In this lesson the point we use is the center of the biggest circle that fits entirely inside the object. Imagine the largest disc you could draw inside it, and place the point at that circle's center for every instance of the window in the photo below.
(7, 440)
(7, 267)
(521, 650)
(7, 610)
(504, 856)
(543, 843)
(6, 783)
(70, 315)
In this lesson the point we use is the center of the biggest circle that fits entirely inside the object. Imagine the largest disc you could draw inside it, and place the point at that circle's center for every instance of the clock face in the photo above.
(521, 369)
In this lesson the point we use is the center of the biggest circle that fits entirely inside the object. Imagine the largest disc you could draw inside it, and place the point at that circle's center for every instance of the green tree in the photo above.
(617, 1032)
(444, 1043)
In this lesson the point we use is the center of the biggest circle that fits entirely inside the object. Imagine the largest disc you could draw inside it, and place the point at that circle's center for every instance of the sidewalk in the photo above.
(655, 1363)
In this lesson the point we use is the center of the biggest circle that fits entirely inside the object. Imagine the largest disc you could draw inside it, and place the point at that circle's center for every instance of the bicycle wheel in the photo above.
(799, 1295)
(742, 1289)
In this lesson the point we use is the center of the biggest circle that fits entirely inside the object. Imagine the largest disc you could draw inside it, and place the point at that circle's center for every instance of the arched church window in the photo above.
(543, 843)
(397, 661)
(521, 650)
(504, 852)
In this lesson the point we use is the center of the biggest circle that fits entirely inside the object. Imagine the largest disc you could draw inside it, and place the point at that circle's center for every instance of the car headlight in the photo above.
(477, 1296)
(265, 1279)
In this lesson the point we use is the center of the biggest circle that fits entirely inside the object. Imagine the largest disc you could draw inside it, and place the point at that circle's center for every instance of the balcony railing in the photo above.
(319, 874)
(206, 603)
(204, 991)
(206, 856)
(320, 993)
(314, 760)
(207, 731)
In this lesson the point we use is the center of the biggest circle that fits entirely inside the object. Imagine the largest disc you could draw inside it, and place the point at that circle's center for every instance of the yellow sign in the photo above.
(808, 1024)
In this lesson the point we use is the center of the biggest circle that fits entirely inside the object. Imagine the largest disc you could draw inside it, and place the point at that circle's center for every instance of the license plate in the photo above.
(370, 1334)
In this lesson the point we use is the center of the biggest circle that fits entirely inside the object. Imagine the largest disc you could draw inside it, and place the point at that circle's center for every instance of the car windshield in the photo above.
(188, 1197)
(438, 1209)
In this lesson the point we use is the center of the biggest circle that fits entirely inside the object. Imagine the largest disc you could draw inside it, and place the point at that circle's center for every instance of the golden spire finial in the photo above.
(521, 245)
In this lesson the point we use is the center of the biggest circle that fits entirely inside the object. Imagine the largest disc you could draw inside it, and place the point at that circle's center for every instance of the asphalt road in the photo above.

▬▬▬▬▬▬

Repeat the entire listing exactly.

In this lesson the point we use is the center of the biggest circle that fits entirely inside the object. Imagine the largest disc you could draw inside it, and place the point at that circle's center for every instance of the window in the photo below.
(7, 440)
(7, 267)
(521, 650)
(7, 610)
(504, 856)
(543, 843)
(6, 783)
(70, 315)
In this lesson the point we use is the center of the biggest circle that fits entirely inside the object. Imagine the largest disc you could draw inside it, and place the point at that circle's center for every instance of the clock face in the photo above.
(521, 369)
In this lesson the point we use is the center of the biggest circle that fits entirely inside the object. Imagine the largest disc you could draw inside it, and place the point at that circle's center for every instance of the green tree in the photo above.
(617, 1032)
(444, 1043)
In this lesson the point we use is the center of the biggest circle that fits entirely inside the object. Imagine the largest disc you could draw inside it, and place the point at that circle's center for every instance of the sidewalk in the photo above.
(655, 1363)
In this lesson the point we use is the center of the biggest circle that fits entirely inside the object. Imagine the largest disc you could draw inside it, and place the point at that circle's center for every instance of the bicycle wheel in the photo above.
(799, 1295)
(742, 1289)
In this lesson the point we use is the center of the biggest circle that fits entirely inside the object. Imagine the largest disc you could draw inside it, and place the point at that circle's center for every instance of the arched church window in the photo above.
(543, 843)
(397, 661)
(521, 650)
(504, 852)
In this lesson the point we use is the center of the biggest circle that fits entirely inside the object. Imagine the largest disc you could draw inside it, and place the point at that circle's center for every instance of the car headlight in the photo above.
(477, 1296)
(265, 1279)
In this lesson the point we use is the center of the biggest circle that fits entirely inside the object. Imagine the largest disc you could draw inside it, and place the point at that circle's center for every instance of the balcony railing in the photo above.
(319, 874)
(206, 603)
(204, 991)
(206, 856)
(320, 993)
(314, 760)
(207, 731)
In this lesson the point we use is the center of the biggest circle that fits entirely inside the object. Imagine the largest disc you could draw inside it, and place the point at that circle's center for every instance of the yellow sign in the photo above.
(808, 1024)
In this lesson the point we use is the center of the biggest circle that fits entirely inside the object. Imagine the largest disc you could draw inside it, and place the point at that circle's center for every instance of the license plate in the photo above.
(370, 1334)
In this lesson the point we use is the center of the biggest circle that fits entirely inside the object. Imagine the largest disc you could draw inside it, and place the point at that circle's center for every instance of the car windshield in the photo above.
(188, 1197)
(438, 1209)
In this lesson the point we use is the center of the biggest circle that fits entirely inside the object. Imagine the largest disc you could draw inside it, and place the point at that circle's center for every instance of the golden spire finial in the photo above.
(521, 245)
In this lesson the point we use is the center of the biggest circle that fits entirely inside the object. Imagine the largest disc you could draw inside it, and place the point at that circle's center for every instance of the asphalt road in the photo above.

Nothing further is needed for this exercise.